== Data for this task

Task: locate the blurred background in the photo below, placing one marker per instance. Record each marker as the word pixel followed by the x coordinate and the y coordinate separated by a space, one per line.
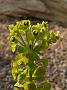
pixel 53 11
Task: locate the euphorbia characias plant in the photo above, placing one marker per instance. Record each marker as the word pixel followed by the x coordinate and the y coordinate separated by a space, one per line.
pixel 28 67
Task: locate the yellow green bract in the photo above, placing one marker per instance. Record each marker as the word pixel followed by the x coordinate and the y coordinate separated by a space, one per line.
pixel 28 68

====
== Data for this task

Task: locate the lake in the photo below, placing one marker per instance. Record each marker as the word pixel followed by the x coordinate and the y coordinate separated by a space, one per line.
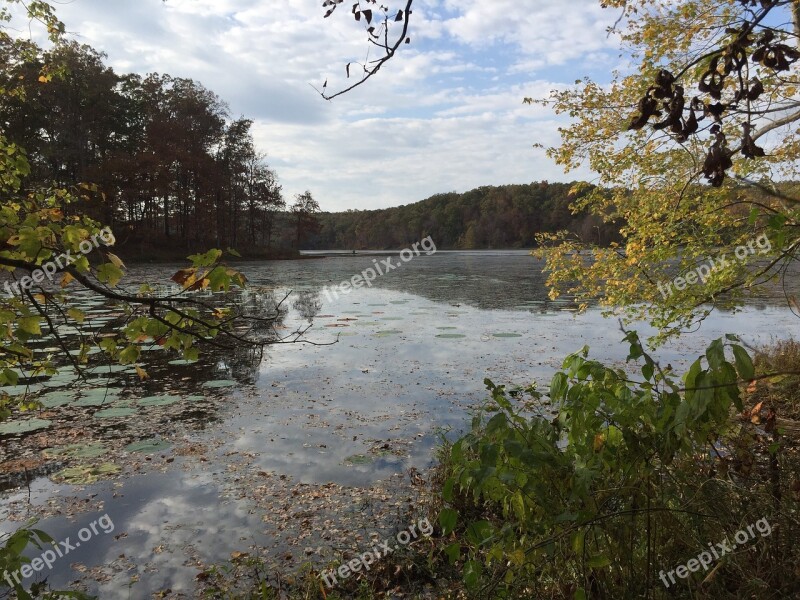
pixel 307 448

====

What is expected
Please output, word for word, the lines starting with the line that contains "Task: locate the blurred" and going on through the line that contains "pixel 53 11", leaving any pictures out of your answer.

Final result
Task: locate the blurred background in the photo below, placing one marker per instance. Record each marker as the word pixel followed by the x coordinate and the y coordinate separated by a space, one per line.
pixel 53 11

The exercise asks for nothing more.